Trecho apresentado →
----------
Além disso, uma das unidades de gerenciamento de rádio do Legacy também foi devolvida à Honeywell por problemas em outro avião. Apesar dos problemas e de já terem sido usados em outros aviões, os equipamentos foram instalados no Legacy, que era novo e fazia seu primeiro vôo no dia do acidente, 29 de setembro, sem conhecimento dos compradores.
"A Embraer nunca revelou à ExcelAire que os referidos componentes não eram novos, nem tampouco informou que já haviam sido devolvidos à Honeywell para reparo", dizem no texto os advogados José Carlos Dias e Theo Dias.
Pelo relato deles, dois dias antes do acidente, os pilotos de teste da Embraer notaram num vôo de aceitação do Legacy que as imagens do sistema de gerenciamento de vôo "estavam piscando e trêmulas".
----------
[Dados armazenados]
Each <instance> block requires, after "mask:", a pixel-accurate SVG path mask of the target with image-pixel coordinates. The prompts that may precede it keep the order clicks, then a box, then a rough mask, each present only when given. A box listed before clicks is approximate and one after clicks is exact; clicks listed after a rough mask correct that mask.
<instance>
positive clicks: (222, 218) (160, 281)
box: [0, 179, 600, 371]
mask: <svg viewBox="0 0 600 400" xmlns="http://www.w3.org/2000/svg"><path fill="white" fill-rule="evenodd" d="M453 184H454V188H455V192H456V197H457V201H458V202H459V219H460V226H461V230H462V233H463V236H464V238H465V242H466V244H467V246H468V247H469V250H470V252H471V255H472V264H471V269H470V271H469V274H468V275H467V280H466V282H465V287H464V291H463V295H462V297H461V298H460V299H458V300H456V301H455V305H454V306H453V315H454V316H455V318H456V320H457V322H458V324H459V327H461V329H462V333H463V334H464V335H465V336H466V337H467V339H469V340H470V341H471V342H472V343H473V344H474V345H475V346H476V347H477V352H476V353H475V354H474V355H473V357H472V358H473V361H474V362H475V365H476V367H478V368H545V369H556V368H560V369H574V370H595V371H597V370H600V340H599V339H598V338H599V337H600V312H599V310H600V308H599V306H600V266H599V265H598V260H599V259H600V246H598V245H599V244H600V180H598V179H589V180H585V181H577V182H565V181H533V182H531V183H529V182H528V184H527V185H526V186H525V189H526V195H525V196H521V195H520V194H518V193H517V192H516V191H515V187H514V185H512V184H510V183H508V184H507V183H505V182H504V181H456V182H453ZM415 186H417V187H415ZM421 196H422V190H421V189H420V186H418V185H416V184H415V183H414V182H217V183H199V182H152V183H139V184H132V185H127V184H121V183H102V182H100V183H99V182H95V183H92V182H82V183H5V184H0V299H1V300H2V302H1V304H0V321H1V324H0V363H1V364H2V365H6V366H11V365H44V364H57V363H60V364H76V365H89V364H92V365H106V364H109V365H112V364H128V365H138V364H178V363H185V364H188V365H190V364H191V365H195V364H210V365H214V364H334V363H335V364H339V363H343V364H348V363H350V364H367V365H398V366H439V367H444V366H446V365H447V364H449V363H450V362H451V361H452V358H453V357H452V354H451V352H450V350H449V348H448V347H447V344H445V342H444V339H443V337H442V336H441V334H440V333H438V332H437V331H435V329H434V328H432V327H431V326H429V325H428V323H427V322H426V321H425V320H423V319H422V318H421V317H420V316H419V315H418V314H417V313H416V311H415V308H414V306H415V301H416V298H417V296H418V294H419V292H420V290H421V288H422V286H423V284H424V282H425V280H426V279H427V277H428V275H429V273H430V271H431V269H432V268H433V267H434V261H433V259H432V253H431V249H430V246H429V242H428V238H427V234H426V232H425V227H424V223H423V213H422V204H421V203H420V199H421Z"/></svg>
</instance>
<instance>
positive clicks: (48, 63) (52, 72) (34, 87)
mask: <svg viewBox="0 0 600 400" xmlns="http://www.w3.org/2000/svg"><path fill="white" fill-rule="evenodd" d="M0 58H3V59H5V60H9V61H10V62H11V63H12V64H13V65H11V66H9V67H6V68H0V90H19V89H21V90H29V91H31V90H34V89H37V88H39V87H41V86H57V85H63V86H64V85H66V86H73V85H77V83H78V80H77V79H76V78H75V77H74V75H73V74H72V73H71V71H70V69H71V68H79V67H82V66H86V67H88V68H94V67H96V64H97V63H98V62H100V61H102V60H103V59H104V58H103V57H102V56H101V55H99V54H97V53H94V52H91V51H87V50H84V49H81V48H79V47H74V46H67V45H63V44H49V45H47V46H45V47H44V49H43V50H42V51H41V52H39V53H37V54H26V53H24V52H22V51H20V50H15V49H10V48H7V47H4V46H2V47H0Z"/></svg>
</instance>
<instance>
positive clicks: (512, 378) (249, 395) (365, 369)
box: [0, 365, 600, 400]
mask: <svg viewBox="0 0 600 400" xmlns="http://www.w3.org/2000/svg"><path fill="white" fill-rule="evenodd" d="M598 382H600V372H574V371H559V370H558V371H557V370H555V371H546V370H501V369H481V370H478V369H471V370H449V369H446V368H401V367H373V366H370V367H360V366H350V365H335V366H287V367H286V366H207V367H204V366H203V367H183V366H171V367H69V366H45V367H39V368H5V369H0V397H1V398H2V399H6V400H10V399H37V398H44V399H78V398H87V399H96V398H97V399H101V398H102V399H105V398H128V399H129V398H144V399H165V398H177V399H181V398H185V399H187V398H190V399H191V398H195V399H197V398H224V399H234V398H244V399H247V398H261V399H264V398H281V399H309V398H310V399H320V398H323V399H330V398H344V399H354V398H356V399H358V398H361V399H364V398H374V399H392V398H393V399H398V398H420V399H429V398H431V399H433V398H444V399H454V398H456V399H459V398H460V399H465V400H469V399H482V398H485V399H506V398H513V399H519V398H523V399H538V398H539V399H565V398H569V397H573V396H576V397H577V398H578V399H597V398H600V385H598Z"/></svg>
----------
Requisitos da tarefa →
- a) Extraia do trecho sobre o avião Legacy, sem nenhuma alteração, a parte que começa com as palavras "Além disso, uma" e termina com "conhecimento dos compradores.".
- b) Prolongue o trecho sobre o avião Legacy, escrevendo a continuação logo depois da última frase apresentada.

Respostas do exercício →
- a)
Além disso, uma das unidades de gerenciamento de rádio do Legacy também foi devolvida à Honeywell por problemas em outro avião. Apesar dos problemas e de já terem sido usados em outros aviões, os equipamentos foram instalados no Legacy, que era novo e fazia seu primeiro vôo no dia do acidente, 29 de setembro, sem conhecimento dos compradores.

- b)
No texto, dizem que inspeção posterior da própria Embraer "revelou que os sistemas estavam conectados incorretamente, o que motivou suspeita de que outros sistemas poderiam apresentar, da mesma maneira, conexões defeituosas".
Nas primeiras investigações após o acidente, a Aeronáutica já trabalhava com a possibilidade de "mau contato" do transponder com a aeronave.
Ao longo das investigações, a Folha publicou que a Honeywell havia convocado "recall" de transponders, porque eles entravam em "stand by" indevido justamente por um problema de contato na unidade de rádio do avião. O Legacy estava no recall, mas a Honeywell sustentou que o que estava instalado no avião acidentado não era um dos problemáticos.
A Comissão de Investigação da Aeronáutica também concluiu que o transponder, em si, não tinha nenhum defeito. Entretanto, avisou que outras análises estavam sendo feitas e que não estavam descartadas as hipóteses nem de falha de instalação nem de operação. Não há resultado oficial ainda.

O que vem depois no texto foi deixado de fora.